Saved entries

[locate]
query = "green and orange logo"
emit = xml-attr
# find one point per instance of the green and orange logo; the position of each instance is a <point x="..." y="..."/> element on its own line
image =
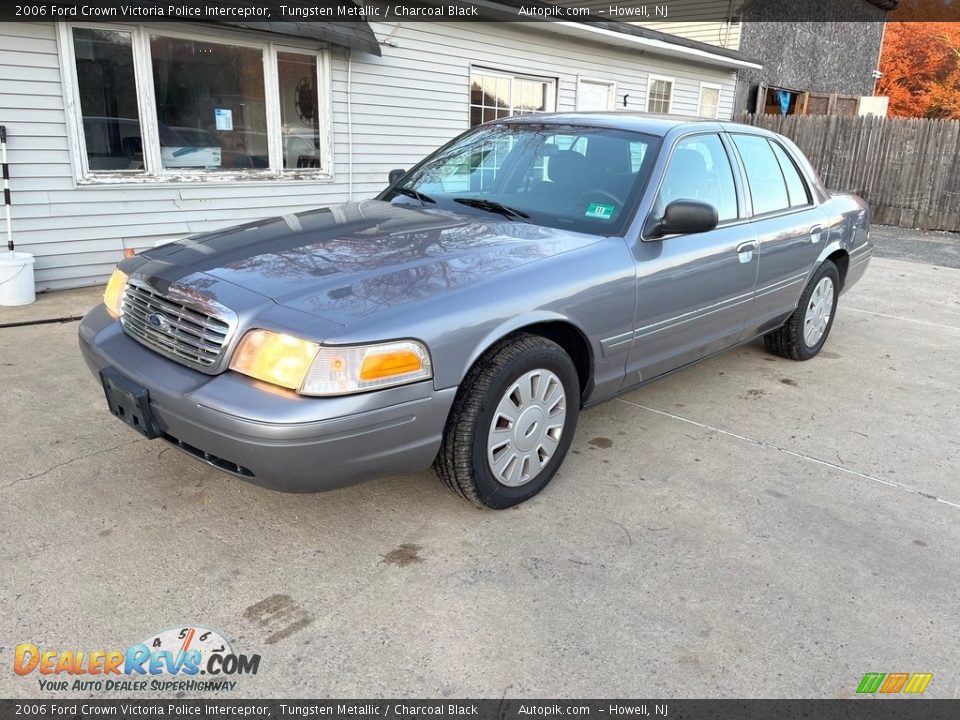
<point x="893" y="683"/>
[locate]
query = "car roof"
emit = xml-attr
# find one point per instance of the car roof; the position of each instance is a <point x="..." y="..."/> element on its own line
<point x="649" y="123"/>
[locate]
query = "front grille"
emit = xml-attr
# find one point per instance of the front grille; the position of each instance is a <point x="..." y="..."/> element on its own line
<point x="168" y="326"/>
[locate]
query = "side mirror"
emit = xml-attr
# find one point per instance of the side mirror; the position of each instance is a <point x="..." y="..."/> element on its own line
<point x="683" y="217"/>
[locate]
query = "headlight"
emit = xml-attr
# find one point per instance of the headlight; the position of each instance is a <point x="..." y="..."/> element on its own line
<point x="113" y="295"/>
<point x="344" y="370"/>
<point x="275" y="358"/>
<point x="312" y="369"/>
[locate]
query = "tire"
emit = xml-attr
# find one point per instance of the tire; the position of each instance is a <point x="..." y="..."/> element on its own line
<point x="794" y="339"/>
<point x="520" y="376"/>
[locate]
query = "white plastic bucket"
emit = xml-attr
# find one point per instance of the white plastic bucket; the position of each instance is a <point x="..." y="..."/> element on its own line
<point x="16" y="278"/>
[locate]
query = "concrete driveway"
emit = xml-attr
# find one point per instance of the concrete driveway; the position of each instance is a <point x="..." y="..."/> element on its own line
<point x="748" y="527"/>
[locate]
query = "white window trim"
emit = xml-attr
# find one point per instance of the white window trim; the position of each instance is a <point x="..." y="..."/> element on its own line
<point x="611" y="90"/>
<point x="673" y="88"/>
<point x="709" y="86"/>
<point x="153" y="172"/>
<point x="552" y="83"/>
---
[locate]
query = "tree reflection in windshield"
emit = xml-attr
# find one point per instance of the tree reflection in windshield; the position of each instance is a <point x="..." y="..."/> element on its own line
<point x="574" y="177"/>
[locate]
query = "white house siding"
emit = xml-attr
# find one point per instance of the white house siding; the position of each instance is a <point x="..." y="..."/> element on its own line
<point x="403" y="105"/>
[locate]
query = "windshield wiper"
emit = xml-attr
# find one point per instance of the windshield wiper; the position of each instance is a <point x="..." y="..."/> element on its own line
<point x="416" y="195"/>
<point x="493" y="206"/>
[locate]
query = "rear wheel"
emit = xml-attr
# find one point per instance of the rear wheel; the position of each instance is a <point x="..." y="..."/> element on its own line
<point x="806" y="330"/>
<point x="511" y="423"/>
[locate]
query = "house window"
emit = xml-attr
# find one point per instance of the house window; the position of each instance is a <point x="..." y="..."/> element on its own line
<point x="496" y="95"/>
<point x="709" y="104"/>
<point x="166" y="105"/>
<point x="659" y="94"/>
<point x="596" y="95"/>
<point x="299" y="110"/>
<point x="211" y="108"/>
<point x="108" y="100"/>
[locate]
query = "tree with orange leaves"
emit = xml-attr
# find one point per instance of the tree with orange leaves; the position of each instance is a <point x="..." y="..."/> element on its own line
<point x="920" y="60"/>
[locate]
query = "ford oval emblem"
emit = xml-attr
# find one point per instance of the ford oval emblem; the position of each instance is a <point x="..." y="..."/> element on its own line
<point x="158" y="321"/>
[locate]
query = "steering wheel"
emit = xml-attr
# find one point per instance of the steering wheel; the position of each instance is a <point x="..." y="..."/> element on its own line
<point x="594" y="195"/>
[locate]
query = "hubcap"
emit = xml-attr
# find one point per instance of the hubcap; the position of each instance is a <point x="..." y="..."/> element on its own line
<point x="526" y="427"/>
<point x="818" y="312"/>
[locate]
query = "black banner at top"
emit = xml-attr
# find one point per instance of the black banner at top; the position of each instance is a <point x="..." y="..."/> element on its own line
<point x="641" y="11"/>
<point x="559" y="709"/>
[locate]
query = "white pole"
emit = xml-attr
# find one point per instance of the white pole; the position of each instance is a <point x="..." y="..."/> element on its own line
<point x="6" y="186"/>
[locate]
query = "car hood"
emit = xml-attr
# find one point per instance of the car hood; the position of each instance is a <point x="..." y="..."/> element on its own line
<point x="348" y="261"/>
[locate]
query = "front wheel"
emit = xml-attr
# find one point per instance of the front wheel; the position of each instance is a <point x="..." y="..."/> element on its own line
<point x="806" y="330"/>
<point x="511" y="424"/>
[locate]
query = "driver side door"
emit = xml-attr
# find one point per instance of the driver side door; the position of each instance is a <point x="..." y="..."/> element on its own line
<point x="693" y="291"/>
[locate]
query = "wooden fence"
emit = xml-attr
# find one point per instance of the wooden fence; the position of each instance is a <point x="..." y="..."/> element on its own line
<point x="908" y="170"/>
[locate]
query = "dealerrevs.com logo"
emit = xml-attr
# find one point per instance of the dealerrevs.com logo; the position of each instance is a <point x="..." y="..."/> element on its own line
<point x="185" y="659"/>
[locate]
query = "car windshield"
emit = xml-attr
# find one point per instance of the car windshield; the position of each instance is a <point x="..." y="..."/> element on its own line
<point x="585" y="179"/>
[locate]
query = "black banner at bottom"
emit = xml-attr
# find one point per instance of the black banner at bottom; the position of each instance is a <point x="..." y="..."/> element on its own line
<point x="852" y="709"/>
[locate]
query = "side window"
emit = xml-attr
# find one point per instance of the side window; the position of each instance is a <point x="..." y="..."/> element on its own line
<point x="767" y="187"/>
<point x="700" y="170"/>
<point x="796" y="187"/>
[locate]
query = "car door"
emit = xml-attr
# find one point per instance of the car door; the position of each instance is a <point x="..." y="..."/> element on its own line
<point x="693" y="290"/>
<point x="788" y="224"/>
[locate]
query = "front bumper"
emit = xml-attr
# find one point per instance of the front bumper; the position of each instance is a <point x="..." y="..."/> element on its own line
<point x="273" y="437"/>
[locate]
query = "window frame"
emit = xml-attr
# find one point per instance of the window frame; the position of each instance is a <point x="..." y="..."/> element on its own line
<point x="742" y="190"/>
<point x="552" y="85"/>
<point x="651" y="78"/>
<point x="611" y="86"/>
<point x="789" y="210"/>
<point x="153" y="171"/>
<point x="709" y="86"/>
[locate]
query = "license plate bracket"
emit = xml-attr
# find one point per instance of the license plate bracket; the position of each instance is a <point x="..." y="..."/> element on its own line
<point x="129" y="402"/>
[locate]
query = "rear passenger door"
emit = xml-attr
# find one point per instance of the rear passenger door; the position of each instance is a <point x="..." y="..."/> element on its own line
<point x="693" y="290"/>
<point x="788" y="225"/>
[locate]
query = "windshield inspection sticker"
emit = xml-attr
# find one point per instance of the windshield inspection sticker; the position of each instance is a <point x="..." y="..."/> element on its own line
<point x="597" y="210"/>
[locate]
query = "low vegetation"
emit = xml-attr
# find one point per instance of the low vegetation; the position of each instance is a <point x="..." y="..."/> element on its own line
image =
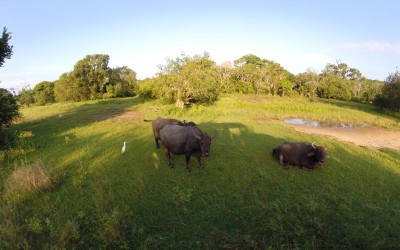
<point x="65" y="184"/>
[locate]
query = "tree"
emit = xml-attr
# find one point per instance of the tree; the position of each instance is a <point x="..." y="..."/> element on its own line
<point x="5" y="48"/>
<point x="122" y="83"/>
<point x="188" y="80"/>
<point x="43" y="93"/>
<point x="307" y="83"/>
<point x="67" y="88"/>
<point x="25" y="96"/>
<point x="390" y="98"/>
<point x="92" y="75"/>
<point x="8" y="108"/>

◆ Problem details: Considering only the data above, return the lines in which "vegetation" occurs.

◆ Finished exercise:
query = "low vegetation"
# find one point per instance of the low vegetation; the position of each instance is a <point x="..." y="..."/> element on its own line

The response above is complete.